The majority of these companion animals are stolen from people’s back yards or snatched from the streets, and are spirited away on the backs of trucks to be beaten to death in slaughterhouses and restaurants across China. Shenzhen is China’s fifth largest city, so although the dog meat trade is fairly small there compared with the rest of the province, its true significance is that it could inspire a domino effect with other cities following suit. Most people in China don’t eat dog or cat meat, and there is considerable opposition to the trade particularly among younger Chinese people. Although World Health Organization advice is clear, that dogs and cats pose no known coronavirus threat whatsoever, it’s no surprise that attention is turning to this trade at this time because it undoubtedly poses a huge human health risk for other diseases such as rabies, as well as causing immense animal suffering.”
Dr. Teresa M. Telecky, Vice President of the Wildlife Department for Humane Society International, said: “Shenzhen is the first city in the world to take the lessons learned from this pandemic seriously and make the changes needed to avoid another pandemic. People around the world are suffering the impact of this pandemic because of one thing: the wildlife trade. Shenzhen’s bold steps to stop this trade and wildlife consumption is a model for governments around the world to emulate. We urge all governments to follow suit by banning wildlife trade, transport, and consumption for any purpose.”
Shenzhen ban details
Article 2 prohibits the consumption of State protected wild animals and other terrestrial wild animals taken from the wild, as well as captive bred and farmed terrestrial wild species.
Article 3 makes clear that the consumption of “pet” animals such as cats and dogs is not permitted; species that are permitted to be consumed sadly include: pig, cattle, sheep, donkey, rabbit, chicken, duck, goose, pigeon, quail and other livestock animals on the list that are raised for food, as well as aquatic animals who are not banned by other laws or regulations.
Article 8 prohibits the consumption of animals farmed for medicinal purposes.

[Stored items]
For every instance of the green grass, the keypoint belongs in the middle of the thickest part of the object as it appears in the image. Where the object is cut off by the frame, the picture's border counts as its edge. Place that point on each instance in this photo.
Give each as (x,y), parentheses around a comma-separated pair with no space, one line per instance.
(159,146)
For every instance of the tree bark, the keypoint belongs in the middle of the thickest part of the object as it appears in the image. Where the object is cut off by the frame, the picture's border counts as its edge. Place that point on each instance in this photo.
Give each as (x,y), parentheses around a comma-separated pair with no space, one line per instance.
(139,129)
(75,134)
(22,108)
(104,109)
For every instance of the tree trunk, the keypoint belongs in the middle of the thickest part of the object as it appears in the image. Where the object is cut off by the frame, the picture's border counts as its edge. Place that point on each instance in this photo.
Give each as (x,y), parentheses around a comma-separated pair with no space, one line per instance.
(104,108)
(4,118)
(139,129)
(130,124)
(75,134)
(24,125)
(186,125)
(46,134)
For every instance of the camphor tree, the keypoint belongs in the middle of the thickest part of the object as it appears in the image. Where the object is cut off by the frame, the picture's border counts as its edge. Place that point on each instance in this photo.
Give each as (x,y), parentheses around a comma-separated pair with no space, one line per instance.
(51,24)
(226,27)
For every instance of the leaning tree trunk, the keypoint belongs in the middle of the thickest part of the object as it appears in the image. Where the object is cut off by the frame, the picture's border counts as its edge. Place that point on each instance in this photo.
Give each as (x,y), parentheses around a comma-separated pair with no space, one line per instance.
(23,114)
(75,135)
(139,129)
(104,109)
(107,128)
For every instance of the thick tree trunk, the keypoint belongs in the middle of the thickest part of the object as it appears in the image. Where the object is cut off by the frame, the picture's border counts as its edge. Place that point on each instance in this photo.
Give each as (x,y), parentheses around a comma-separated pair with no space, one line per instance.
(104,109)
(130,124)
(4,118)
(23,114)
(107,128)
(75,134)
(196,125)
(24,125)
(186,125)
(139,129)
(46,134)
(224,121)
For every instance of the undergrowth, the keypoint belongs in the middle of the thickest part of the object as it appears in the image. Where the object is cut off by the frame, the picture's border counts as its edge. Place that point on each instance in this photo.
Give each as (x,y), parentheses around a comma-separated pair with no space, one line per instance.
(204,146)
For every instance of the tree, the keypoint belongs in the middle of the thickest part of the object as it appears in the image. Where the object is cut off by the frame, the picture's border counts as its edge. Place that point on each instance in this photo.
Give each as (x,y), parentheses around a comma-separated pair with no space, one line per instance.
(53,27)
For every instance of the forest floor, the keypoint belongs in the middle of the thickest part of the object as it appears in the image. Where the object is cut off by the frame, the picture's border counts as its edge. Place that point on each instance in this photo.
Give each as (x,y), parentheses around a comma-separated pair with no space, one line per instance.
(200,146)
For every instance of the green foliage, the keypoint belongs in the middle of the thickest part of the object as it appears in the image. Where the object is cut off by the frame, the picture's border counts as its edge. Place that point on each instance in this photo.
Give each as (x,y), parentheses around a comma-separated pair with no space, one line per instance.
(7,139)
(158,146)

To do —
**a.** Output the portion of the Shenzhen ban passage above between "Shenzhen ban details" and "for medicinal purposes.", inclusive.
**b.** According to the Shenzhen ban passage above, where does Shenzhen rank in size among China's cities?

Solutions to the problems —
**a.**
Shenzhen ban details
Article 2 prohibits the consumption of State protected wild animals and other terrestrial wild animals taken from the wild, as well as captive bred and farmed terrestrial wild species.
Article 3 makes clear that the consumption of “pet” animals such as cats and dogs is not permitted; species that are permitted to be consumed sadly include: pig, cattle, sheep, donkey, rabbit, chicken, duck, goose, pigeon, quail and other livestock animals on the list that are raised for food, as well as aquatic animals who are not banned by other laws or regulations.
Article 8 prohibits the consumption of animals farmed for medicinal purposes.

**b.** Shenzhen is China's fifth largest city.